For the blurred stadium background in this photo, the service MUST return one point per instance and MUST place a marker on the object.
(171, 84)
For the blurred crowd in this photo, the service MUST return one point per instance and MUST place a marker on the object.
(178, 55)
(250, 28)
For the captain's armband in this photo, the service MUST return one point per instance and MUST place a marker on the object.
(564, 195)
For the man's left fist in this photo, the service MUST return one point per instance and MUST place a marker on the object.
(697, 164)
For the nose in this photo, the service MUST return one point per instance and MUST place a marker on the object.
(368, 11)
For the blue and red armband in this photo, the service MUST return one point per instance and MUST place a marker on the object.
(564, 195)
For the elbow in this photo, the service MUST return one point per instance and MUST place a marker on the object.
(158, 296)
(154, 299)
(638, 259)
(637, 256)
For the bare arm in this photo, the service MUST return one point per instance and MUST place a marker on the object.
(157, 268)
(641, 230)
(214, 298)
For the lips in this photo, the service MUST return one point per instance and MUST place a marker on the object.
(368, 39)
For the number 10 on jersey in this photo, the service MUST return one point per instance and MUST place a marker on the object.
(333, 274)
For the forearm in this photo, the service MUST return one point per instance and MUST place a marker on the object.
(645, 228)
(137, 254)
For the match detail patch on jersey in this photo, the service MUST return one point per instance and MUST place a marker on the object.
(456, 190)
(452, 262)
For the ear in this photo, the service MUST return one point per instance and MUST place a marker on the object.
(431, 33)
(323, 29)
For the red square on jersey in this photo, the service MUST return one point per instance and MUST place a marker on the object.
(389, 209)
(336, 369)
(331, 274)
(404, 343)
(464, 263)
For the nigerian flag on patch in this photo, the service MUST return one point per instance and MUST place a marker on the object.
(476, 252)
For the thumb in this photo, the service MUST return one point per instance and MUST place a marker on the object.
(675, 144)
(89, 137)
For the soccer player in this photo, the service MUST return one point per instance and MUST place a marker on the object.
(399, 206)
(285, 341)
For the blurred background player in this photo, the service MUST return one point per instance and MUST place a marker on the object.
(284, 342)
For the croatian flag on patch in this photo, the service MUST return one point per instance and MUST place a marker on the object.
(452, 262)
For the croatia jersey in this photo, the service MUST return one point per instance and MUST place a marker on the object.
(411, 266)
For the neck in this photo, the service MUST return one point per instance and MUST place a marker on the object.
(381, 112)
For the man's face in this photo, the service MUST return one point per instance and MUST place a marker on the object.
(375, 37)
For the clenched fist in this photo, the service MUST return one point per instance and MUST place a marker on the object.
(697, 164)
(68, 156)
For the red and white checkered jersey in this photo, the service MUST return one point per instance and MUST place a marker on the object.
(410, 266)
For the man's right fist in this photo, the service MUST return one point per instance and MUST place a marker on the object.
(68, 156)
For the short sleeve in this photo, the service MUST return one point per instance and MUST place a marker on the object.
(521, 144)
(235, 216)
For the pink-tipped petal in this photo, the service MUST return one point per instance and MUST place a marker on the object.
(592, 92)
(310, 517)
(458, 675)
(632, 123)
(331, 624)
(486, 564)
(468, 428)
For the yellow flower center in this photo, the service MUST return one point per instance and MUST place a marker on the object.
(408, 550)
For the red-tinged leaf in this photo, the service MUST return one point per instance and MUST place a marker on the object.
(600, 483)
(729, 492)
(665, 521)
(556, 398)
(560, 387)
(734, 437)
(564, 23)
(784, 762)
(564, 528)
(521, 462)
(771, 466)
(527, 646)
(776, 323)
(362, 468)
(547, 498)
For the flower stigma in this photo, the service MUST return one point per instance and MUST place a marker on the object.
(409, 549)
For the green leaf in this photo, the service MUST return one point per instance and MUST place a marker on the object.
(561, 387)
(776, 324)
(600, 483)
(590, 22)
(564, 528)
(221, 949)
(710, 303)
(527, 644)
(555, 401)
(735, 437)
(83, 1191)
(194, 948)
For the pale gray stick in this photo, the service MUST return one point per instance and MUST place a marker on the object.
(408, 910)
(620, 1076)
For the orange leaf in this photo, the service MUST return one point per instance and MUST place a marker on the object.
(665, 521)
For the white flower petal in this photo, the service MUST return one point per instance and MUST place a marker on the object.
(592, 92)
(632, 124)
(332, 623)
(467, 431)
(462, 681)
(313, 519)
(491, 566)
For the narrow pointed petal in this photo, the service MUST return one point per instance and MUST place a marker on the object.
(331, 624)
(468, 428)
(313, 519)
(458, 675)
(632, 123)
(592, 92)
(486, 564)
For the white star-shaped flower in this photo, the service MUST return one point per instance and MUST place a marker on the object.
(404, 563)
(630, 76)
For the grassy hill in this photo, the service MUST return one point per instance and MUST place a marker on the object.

▶ Your instructions:
Restate the data word for word, leaving nothing out.

▶ Answer area:
For the blurred stadium background in this photo, the service MUST return one point per instance and MUST place a marker on the object.
(171, 84)
For the blurred crowd in this photo, the service MUST return one point per instance and MUST place a marker on the object.
(178, 55)
(250, 28)
For the captain's armband in this photo, the service MUST return one point per instance and MUST place a marker on the object.
(564, 195)
For the man's left fist in this photo, the service MUST return one point per instance and MUST place a marker on the object.
(697, 164)
For the nose in this photo, the service MUST return one point per instance and MUST place a marker on the object.
(368, 11)
For the blue and red armband in this photo, the service MUST return one point per instance and MUST place a marker on the object.
(564, 195)
For the elbow in this photo, the service MUST return one point per instance and MUST place a marker on the object.
(158, 296)
(154, 299)
(638, 259)
(637, 256)
For the bare arm in this photo, the service MUST return one point per instance and MUST place a marker on the object.
(157, 268)
(641, 230)
(214, 298)
For the lips in this photo, the service MUST return one point per instance and MUST place a marker on the object.
(368, 39)
For the number 10 on jersey in this photo, the service MUST return one point per instance and MUST place a marker on the object.
(333, 274)
For the forearm in this photo, the service MUST return one point per instance and MUST place a marker on the object.
(645, 228)
(137, 254)
For the match detail patch on jersey in this photo, the service MUST return one point per instance and MUST place a marker on the object.
(456, 190)
(452, 262)
For the ear in this photo, the service MUST return one point per instance and MUST place a marker on the object.
(431, 33)
(323, 29)
For the red square on jersey in this photo, the service MUST return one point per instance and MUST place a marker on the object.
(389, 209)
(336, 369)
(331, 274)
(404, 343)
(464, 263)
For the nigerian flag on patch in this photo, the service MUST return one point per instance and MUST place a marker on the object.
(476, 252)
For the thumb in this photo, the service MUST return one point per instance and MUST place a marker on the object.
(675, 144)
(89, 137)
For the soccer player in this photo, the service MUST return one point per instance and MUST place a marker on the object.
(399, 206)
(285, 341)
For the blurred background player in this photo, the service MUST return one point per instance and MUST place a marker on the object.
(284, 342)
For the croatian flag on patch in this photo, the service MUST return one point per instance and MUST place a marker on the object.
(452, 262)
For the croatia jersey in this photo, the service MUST return one point per instance and MUST place a marker on the object.
(411, 266)
For the neck in this photo, the service MUST return one point per instance and MUST place a marker on the object.
(381, 112)
For the man's face in this photo, the service MUST return one point per instance and MUST place a marker on the object.
(375, 37)
For the clenched fist in this photo, the service MUST return one point per instance and MUST place a marker on the object.
(697, 164)
(68, 156)
For the red and white checkered jersey in this photo, the service MUST return one point per instance and MUST place a marker on the object.
(410, 266)
For the man's right fist in this photo, the service MUST return one point per instance and MUST place a marker on the object.
(68, 156)
For the short sleeve in this photo, the service MUST return one point per instance and MUST place a marker on the object.
(521, 144)
(235, 216)
For the pink-tipped petal in this photo, the service MUST return one point per instance and MUST place a marker on the object.
(592, 92)
(310, 517)
(458, 675)
(632, 123)
(331, 624)
(486, 564)
(468, 428)
For the yellow flower center in this photo, the service MUST return one point per instance and MUST place a marker on the object.
(408, 550)
For the red-tinged leaf in this photo, the service MUST return one point per instance and MUST place a marker on the object.
(600, 483)
(729, 492)
(665, 521)
(556, 398)
(560, 387)
(734, 437)
(564, 23)
(784, 762)
(564, 528)
(521, 462)
(771, 466)
(527, 646)
(776, 323)
(362, 468)
(547, 498)
For the flower stigma in this photo, the service MUST return one point per instance and MUST place a marker on the object.
(409, 549)
For the green leaf in this photo, the service MUST return one point per instance and MUST place a marker on the object.
(561, 387)
(776, 324)
(600, 483)
(590, 22)
(564, 528)
(221, 949)
(710, 303)
(527, 644)
(555, 401)
(735, 437)
(83, 1191)
(194, 948)
For the pale gray stick in this photo, the service MUST return one point per instance and MUST place a marker on the object.
(408, 910)
(620, 1076)
For the orange leaf in this photo, the service MUST return one point per instance and MUST place a marker on the object.
(665, 521)
For the white flower petal in this photo, the service MUST return one point per instance and MUST place a marker on the object.
(592, 92)
(632, 124)
(332, 623)
(467, 431)
(462, 681)
(313, 519)
(491, 566)
For the narrow pointed petal in this photo, the service MUST return one point per instance and MUST place a marker on the object.
(331, 624)
(468, 428)
(313, 519)
(458, 675)
(632, 123)
(592, 92)
(486, 564)
For the white star-shaped flower in this photo, the service MUST return one point per instance and MUST place a marker on the object.
(404, 563)
(630, 76)
For the grassy hill in this photo, the service MUST return one point per instance and MUST place a marker on the object.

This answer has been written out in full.